Requisitos da tarefa →
Transcreva na íntegra o texto sobre a condenação da Globo no caso Monte Santo, sem alterar nenhuma palavra.

Trecho fornecido →
⁂

Caso Monte Santo: Globo condenada a indenizar juíza de Gaspar
A Globo foi condenada em 1ª instância a indenizar a juíza Ana Paula Amaro por reportagem veiculada no Jornal Nacional, acerca da adoção de crianças em Gaspar (SC).
Mais importante que a decisão foi sua fundamentação.
A juíza Cleny Serly Reauen Vieira disseca a estratégia das perguntas direcionadas, das informações sonegadas e dos truques de edição visando encaminhar a apuração para o desfecho pretendido pela emissora. É uma sentença importante por abordar as diversas formas indiretas de manipulação da informação.
Como se recorda, baseando-se em denúncias da jornalista Eleonora Ramos, Jornal Nacional e Fantástico empreenderam uma campanha contra a adoção visando turbinar uma novela "Salve Jorge", que tratava da questão do tráfico de pessoas. Montou um circo em Monte Santo (BA), mencionando quadrilhas organizadas, perigosas, criminalizando casais que adotaram e um juiz sério preocupado com a segurança das crianças.
Depois estendeu as denúncias para o município de Gaspar (SC) e para a juíza Ana Paula Amaro da Silveira. Nem se preocupou em se informar sobre a reputação da juíza, com um trabalho reconhecido por toda a comunidade.
O extraordinário poder da Globo, de destruir reputações, bateu de frente, no entanto, com dois juízes sérios: o de Monte Santo e a juíza Ana Paula que, graças às redes sociais, puderam disseminar sua defesa e demonstar a trama.

⁂

Entradas da coleção

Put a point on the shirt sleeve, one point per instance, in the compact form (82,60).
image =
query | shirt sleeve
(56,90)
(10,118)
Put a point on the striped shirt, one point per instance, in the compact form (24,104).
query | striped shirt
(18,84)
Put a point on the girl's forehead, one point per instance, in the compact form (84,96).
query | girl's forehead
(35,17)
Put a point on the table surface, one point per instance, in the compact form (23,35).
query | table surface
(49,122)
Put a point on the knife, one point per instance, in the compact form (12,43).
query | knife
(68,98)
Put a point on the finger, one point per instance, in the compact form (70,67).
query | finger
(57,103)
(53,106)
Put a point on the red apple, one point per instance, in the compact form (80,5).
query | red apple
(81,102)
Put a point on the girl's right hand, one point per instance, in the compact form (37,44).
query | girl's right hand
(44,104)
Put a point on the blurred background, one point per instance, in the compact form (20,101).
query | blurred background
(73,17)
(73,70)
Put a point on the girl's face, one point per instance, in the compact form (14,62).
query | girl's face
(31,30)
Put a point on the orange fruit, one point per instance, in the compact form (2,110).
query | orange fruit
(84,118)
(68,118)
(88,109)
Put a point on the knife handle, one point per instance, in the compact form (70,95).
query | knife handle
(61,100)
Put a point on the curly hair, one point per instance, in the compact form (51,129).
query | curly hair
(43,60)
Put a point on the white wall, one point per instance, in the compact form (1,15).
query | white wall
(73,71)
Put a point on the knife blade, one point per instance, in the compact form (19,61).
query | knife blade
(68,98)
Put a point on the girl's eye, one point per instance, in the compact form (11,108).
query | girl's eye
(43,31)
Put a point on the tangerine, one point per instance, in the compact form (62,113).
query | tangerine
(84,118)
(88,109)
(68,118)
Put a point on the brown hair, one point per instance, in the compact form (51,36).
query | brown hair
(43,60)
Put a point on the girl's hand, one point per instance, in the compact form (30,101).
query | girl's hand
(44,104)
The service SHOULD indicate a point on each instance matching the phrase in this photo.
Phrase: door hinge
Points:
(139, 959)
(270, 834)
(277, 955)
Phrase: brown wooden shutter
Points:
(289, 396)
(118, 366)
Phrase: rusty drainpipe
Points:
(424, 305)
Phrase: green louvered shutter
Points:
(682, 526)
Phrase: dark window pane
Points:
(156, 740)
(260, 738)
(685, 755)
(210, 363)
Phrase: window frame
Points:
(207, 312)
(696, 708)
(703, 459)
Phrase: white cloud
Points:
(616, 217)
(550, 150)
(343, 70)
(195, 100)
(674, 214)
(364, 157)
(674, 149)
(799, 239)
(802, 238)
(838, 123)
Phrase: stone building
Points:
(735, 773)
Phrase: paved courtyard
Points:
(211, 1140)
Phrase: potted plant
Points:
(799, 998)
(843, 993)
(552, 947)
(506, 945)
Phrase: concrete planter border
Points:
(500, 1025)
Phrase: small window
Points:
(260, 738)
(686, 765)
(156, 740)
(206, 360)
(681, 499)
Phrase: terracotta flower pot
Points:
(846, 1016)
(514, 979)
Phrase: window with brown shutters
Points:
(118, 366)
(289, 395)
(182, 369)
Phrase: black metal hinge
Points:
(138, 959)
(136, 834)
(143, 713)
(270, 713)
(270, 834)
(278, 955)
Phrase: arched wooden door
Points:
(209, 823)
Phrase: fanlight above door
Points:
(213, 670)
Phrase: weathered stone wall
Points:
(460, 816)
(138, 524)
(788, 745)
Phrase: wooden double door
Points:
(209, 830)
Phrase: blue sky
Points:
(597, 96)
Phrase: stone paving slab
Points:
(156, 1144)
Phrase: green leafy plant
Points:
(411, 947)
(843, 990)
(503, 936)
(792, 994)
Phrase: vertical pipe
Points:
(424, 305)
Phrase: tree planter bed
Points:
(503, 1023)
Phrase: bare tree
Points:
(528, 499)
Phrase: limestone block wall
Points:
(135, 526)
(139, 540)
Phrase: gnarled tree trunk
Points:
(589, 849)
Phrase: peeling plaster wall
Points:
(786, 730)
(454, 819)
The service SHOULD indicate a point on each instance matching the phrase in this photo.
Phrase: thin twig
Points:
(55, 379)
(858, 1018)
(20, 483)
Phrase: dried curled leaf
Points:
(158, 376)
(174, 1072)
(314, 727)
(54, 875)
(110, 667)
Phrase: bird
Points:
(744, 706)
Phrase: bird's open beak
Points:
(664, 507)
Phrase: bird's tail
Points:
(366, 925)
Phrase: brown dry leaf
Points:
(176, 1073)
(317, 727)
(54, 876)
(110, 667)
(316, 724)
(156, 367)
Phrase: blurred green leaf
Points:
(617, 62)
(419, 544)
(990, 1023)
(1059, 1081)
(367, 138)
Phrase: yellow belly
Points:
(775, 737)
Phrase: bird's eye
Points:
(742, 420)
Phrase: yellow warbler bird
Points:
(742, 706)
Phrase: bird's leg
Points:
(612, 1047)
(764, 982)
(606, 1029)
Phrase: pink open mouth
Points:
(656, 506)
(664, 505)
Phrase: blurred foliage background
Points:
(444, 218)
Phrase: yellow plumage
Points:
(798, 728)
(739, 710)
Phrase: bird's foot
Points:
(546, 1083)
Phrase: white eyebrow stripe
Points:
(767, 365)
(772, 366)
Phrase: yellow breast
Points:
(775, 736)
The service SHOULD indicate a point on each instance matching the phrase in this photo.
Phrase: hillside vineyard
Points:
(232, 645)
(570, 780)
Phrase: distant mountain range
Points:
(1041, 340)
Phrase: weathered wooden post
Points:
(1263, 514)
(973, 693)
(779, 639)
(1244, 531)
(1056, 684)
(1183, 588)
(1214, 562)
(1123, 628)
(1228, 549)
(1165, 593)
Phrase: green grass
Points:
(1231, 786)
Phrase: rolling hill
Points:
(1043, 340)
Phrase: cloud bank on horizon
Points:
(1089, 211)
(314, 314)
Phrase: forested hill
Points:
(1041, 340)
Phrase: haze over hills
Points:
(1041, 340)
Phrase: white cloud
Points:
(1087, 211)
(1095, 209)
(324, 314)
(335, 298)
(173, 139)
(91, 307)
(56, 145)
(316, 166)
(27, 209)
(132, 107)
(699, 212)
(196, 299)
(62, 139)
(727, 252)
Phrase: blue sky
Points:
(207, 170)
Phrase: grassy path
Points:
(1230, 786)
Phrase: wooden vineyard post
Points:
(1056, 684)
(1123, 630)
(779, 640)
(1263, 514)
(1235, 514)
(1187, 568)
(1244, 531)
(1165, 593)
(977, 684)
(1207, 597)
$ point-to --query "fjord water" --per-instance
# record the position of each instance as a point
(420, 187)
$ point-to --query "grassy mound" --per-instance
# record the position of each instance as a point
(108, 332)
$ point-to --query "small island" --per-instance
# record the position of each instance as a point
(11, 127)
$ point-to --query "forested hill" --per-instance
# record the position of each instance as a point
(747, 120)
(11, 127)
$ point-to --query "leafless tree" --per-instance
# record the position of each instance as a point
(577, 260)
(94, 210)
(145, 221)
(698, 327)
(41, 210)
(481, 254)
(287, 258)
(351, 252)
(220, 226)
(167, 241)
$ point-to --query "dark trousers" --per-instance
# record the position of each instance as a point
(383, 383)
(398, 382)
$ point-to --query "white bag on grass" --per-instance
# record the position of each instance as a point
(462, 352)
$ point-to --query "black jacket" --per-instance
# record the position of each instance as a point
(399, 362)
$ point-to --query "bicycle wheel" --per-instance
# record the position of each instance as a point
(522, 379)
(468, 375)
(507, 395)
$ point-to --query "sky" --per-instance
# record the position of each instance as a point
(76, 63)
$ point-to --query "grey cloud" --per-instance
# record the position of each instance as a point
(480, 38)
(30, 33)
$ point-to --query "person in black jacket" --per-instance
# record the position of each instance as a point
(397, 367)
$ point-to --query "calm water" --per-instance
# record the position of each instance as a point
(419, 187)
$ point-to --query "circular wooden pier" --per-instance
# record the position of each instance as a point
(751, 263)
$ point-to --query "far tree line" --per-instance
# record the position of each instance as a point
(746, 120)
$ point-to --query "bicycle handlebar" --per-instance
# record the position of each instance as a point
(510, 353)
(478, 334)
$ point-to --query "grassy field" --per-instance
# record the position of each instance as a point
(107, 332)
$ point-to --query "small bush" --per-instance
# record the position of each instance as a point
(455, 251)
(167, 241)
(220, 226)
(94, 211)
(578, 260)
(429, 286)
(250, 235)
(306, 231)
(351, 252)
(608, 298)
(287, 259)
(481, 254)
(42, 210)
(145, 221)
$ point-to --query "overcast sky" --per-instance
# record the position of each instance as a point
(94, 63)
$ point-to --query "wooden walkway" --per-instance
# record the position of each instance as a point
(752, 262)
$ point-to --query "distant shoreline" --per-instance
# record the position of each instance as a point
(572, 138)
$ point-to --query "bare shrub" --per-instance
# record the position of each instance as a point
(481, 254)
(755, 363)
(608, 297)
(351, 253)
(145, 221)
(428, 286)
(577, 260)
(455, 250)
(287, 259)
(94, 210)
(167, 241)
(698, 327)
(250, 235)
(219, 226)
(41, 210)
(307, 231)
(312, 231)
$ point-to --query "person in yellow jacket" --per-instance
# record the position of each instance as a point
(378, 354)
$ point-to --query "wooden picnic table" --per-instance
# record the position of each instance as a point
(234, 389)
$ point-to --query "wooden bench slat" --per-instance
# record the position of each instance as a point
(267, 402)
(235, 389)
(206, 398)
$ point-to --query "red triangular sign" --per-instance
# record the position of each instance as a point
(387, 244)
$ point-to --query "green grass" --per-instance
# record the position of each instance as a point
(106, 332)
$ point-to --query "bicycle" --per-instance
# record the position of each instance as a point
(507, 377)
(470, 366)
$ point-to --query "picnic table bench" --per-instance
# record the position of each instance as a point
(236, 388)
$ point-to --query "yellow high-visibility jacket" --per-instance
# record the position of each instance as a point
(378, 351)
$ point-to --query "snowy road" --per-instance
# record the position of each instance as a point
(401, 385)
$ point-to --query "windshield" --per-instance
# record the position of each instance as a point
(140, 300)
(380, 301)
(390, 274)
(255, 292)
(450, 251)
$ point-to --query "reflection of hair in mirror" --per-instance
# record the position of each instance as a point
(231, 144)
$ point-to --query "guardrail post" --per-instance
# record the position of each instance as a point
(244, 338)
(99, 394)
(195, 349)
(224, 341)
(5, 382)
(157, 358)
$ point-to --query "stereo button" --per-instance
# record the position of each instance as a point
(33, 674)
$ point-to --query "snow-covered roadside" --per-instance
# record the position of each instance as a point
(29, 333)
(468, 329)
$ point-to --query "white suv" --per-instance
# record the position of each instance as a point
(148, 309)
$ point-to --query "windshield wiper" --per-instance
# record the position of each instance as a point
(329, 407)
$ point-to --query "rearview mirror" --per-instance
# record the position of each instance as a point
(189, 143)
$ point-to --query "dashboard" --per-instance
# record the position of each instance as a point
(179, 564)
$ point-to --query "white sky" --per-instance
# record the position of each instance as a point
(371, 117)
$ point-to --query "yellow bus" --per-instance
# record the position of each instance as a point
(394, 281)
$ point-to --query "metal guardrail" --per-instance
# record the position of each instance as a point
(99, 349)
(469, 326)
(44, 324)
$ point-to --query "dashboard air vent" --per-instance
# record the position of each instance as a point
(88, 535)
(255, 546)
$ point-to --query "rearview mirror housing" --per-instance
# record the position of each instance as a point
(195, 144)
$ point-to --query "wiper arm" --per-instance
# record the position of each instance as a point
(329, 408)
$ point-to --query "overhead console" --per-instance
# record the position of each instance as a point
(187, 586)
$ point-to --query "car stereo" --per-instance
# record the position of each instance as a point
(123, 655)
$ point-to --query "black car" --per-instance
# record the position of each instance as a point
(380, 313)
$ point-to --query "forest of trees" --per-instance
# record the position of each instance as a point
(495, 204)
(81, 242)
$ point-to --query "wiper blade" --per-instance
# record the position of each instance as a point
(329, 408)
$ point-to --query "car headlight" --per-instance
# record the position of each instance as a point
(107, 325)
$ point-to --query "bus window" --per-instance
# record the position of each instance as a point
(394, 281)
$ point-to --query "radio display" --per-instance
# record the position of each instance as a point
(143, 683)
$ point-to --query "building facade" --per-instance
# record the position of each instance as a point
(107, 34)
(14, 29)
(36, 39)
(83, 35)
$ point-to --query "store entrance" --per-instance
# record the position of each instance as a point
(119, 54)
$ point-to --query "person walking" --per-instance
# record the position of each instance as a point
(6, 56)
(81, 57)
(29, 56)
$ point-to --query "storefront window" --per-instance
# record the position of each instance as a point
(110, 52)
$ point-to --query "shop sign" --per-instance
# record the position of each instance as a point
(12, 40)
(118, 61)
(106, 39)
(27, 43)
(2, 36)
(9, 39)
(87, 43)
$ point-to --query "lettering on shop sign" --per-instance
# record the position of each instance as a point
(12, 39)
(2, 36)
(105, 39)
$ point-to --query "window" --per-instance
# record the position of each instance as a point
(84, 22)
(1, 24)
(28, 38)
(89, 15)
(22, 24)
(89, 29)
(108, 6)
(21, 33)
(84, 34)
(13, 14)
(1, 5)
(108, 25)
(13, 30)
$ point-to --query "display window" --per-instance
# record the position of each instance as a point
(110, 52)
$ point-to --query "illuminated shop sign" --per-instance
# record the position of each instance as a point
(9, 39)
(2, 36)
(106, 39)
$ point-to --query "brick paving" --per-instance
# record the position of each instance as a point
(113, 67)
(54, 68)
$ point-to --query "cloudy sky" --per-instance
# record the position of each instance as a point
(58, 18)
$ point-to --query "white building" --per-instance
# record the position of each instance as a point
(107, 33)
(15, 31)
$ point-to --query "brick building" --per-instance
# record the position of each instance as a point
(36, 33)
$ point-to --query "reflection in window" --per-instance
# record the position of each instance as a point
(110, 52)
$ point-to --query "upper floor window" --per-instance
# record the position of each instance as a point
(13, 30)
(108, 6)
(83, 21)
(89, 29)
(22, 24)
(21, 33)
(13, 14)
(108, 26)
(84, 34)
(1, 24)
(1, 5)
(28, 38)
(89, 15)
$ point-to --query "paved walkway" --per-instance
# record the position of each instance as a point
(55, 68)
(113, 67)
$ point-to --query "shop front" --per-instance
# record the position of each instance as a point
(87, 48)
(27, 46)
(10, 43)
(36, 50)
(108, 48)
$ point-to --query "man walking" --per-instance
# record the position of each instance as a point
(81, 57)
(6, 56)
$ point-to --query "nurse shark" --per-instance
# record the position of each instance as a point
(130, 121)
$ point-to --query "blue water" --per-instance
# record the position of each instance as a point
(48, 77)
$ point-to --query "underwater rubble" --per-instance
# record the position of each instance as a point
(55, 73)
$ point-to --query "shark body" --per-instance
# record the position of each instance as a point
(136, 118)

⁂

Resposta →
Caso Monte Santo: Globo condenada a indenizar juíza de Gaspar
A Globo foi condenada em 1ª instância a indenizar a juíza Ana Paula Amaro por reportagem veiculada no Jornal Nacional, acerca da adoção de crianças em Gaspar (SC).
Mais importante que a decisão foi sua fundamentação.
A juíza Cleny Serly Reauen Vieira disseca a estratégia das perguntas direcionadas, das informações sonegadas e dos truques de edição visando encaminhar a apuração para o desfecho pretendido pela emissora. É uma sentença importante por abordar as diversas formas indiretas de manipulação da informação.
Como se recorda, baseando-se em denúncias da jornalista Eleonora Ramos, Jornal Nacional e Fantástico empreenderam uma campanha contra a adoção visando turbinar uma novela "Salve Jorge", que tratava da questão do tráfico de pessoas. Montou um circo em Monte Santo (BA), mencionando quadrilhas organizadas, perigosas, criminalizando casais que adotaram e um juiz sério preocupado com a segurança das crianças.
Depois estendeu as denúncias para o município de Gaspar (SC) e para a juíza Ana Paula Amaro da Silveira. Nem se preocupou em se informar sobre a reputação da juíza, com um trabalho reconhecido por toda a comunidade.
O extraordinário poder da Globo, de destruir reputações, bateu de frente, no entanto, com dois juízes sérios: o de Monte Santo e a juíza Ana Paula que, graças às redes sociais, puderam disseminar sua defesa e demonstar a trama.